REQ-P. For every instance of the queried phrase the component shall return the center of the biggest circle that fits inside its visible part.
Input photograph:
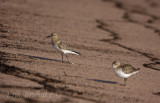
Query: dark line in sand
(101, 25)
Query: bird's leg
(125, 79)
(67, 59)
(62, 57)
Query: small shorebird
(124, 70)
(60, 46)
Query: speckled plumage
(60, 46)
(124, 70)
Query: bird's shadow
(103, 81)
(44, 58)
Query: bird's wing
(64, 46)
(127, 68)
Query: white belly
(64, 51)
(122, 74)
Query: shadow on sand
(103, 81)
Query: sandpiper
(124, 70)
(60, 46)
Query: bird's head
(116, 64)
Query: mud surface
(103, 31)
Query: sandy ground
(103, 31)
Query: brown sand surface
(103, 31)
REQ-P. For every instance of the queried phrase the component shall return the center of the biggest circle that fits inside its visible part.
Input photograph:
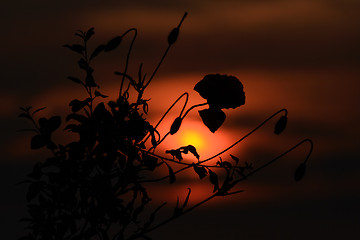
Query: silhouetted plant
(93, 187)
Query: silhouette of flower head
(221, 91)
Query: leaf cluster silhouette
(94, 187)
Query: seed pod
(280, 125)
(175, 126)
(173, 36)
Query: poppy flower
(221, 91)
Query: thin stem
(158, 66)
(195, 106)
(168, 110)
(283, 154)
(164, 55)
(127, 57)
(231, 146)
(145, 231)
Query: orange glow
(194, 132)
(192, 137)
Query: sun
(192, 137)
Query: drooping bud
(280, 125)
(173, 36)
(176, 125)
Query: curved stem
(228, 148)
(164, 55)
(283, 154)
(127, 57)
(158, 66)
(173, 217)
(186, 100)
(168, 110)
(195, 106)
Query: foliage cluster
(93, 187)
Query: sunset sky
(303, 55)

######

### [ASSIGNMENT]
Could you return the whole listing exactly, images excluded?

### [SOLVED EXERCISE]
REQ-P. For every instance of the queried phrase the component shall return the center of the biggest circle that fits inside its visible part.
Input photograph:
Query: dark line in sand
(101, 25)
Query: bird's leg
(125, 79)
(67, 59)
(62, 57)
Query: small shorebird
(124, 70)
(60, 46)
Query: speckled plumage
(60, 46)
(124, 70)
Query: bird's shadow
(103, 81)
(44, 58)
Query: bird's wing
(64, 46)
(127, 68)
Query: white belly
(64, 51)
(122, 74)
Query: shadow on sand
(103, 81)
Query: sandpiper
(124, 70)
(60, 46)
Query: bird's head
(116, 64)
Query: mud surface
(103, 31)
Query: sandy ground
(103, 31)
Query: brown sand surface
(103, 31)
REQ-P. For every instance of the queried phrase the component shall return the center of the biggest circle that fits inside its visible part.
Input photograph:
Query: silhouetted plant
(93, 187)
Query: silhouette of flower head
(221, 91)
Query: leaf cluster silhouette
(94, 187)
Query: seed pod
(280, 125)
(175, 126)
(173, 36)
Query: poppy flower
(221, 91)
Query: thin stem
(158, 66)
(195, 106)
(168, 110)
(283, 154)
(164, 55)
(127, 57)
(231, 146)
(145, 231)
Query: orange glow
(194, 132)
(192, 137)
Query: sun
(192, 137)
Query: drooping bud
(280, 125)
(173, 36)
(176, 125)
Query: curved stem
(228, 148)
(164, 55)
(283, 154)
(127, 57)
(158, 66)
(173, 217)
(186, 100)
(168, 110)
(195, 106)
Query: foliage cluster
(93, 187)
Query: sunset sky
(303, 55)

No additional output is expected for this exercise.